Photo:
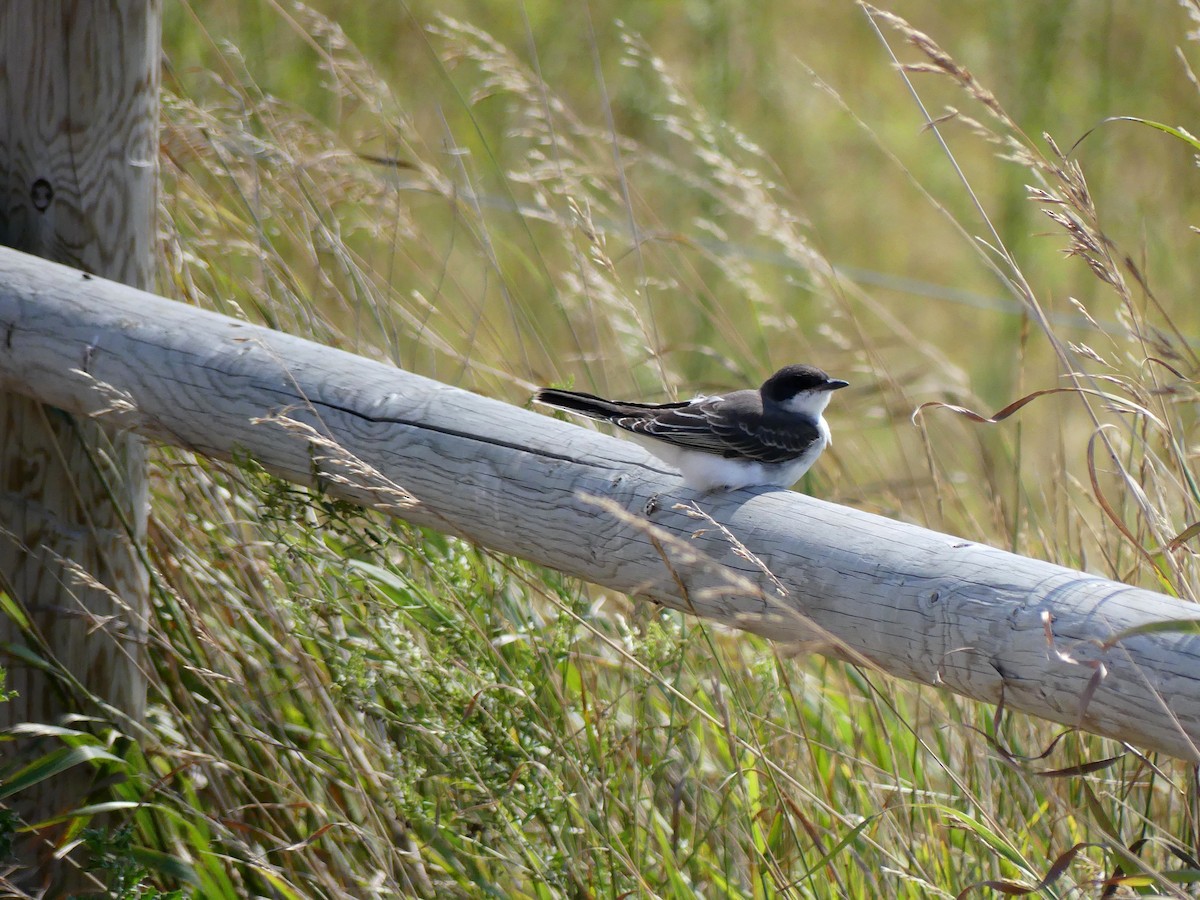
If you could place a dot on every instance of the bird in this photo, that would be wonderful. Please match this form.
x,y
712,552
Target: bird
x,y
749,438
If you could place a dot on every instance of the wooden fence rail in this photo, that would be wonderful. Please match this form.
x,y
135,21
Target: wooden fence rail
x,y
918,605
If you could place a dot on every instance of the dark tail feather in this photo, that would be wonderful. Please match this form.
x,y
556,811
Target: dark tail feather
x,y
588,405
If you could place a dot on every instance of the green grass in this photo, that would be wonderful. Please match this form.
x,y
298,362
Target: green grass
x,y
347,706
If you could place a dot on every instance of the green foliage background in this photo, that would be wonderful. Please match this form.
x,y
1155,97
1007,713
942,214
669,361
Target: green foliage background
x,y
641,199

★ ★ ★

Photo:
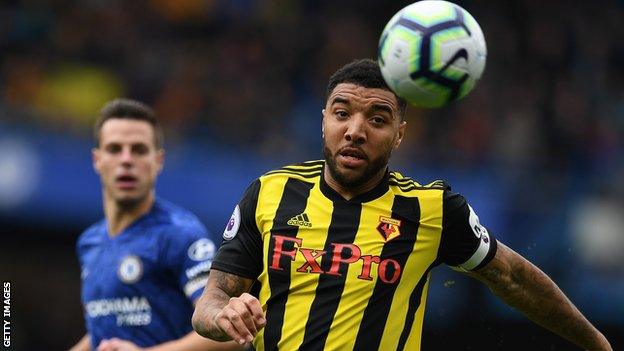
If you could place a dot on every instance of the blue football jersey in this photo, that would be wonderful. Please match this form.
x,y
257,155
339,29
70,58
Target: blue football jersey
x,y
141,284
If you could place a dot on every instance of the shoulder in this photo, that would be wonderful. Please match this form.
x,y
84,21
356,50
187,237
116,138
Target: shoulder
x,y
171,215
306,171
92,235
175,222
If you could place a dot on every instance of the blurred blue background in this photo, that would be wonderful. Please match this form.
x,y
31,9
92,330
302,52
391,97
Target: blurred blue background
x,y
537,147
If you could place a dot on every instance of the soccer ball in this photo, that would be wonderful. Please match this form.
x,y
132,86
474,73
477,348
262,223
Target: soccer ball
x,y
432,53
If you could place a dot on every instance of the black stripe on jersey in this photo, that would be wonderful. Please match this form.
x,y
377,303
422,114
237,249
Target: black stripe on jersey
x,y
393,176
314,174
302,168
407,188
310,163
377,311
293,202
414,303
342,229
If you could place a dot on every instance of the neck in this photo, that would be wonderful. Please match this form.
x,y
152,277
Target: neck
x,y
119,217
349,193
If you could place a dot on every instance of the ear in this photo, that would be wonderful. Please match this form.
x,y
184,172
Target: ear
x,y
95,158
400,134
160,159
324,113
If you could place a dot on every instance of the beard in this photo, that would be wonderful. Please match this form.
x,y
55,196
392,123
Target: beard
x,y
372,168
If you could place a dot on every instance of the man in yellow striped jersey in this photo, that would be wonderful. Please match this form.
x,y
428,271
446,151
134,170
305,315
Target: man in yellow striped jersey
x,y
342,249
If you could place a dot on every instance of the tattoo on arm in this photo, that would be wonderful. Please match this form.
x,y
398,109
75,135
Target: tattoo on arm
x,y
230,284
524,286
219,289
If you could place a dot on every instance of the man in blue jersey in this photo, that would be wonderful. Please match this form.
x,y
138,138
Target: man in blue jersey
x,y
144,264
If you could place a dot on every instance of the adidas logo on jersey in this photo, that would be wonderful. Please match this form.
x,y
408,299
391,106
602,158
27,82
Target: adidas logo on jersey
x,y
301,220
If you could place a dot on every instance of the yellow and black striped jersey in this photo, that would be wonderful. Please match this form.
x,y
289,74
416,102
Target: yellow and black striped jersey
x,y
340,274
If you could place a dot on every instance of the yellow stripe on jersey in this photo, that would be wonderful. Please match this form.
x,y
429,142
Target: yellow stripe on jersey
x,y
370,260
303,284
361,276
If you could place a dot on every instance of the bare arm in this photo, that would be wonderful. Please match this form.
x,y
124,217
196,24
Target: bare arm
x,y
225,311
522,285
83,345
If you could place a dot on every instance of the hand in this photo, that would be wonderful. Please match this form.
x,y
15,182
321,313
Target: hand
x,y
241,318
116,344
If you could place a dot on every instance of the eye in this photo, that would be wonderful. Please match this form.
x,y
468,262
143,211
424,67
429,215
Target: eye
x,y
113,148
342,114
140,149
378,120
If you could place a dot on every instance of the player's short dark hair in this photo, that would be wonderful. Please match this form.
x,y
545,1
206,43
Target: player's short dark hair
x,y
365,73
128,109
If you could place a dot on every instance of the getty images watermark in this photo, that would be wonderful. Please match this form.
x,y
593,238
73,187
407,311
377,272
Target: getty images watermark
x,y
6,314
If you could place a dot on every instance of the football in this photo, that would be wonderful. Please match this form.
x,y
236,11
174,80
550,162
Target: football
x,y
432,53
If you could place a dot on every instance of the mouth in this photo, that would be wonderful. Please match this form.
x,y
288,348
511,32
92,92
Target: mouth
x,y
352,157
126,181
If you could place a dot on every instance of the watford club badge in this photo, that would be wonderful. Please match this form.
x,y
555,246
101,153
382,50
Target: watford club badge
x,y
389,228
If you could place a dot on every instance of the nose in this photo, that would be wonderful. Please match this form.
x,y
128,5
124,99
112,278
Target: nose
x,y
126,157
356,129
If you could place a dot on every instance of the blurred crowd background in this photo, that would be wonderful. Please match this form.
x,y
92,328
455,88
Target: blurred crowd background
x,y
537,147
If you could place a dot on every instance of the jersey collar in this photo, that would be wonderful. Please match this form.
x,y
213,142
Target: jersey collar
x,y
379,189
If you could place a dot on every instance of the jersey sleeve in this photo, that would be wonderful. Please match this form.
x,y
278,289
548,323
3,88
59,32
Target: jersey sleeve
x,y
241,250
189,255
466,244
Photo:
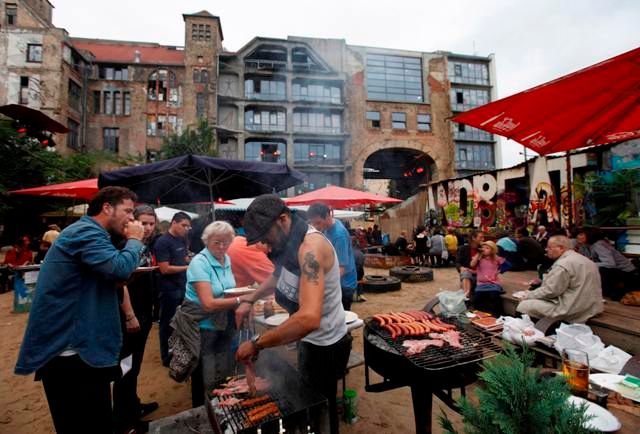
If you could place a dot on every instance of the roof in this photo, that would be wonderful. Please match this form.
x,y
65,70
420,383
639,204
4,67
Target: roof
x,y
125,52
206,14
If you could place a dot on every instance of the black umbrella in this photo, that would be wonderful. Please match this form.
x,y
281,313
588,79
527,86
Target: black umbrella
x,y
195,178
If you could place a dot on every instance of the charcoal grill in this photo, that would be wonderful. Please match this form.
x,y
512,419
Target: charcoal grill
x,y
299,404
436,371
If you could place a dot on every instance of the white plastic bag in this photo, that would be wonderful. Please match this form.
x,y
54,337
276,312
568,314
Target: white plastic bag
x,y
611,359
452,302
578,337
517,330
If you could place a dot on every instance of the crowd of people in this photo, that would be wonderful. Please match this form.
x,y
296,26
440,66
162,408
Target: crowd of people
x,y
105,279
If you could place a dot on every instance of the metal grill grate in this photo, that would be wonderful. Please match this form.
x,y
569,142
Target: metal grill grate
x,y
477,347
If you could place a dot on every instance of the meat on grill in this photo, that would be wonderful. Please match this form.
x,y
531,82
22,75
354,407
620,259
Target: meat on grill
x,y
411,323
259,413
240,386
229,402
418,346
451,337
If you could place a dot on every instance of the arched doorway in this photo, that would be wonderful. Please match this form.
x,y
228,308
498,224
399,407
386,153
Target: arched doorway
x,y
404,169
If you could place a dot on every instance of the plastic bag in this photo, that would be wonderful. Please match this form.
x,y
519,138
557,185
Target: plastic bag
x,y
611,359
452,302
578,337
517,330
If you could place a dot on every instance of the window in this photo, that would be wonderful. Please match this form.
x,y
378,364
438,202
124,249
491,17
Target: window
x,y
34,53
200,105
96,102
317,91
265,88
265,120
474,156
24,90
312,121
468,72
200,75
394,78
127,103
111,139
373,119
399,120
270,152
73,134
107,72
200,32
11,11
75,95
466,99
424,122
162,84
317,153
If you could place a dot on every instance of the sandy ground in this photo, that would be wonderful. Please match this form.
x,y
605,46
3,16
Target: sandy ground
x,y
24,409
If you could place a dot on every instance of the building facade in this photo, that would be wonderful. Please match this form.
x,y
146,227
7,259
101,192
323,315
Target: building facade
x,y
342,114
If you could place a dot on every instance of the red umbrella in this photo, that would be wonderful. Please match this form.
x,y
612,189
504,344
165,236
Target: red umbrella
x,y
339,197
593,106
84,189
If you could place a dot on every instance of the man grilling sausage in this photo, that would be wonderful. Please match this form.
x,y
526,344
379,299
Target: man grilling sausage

★ ★ ★

(Faça o seguinte): Devolva todas as linhas da listagem acima que contêm a palavra "metal".

(Resolução do exercício):
If you could place a dot on every instance of the metal grill grate in this photo, that would be wonderful. Please match this form.
Target: metal grill grate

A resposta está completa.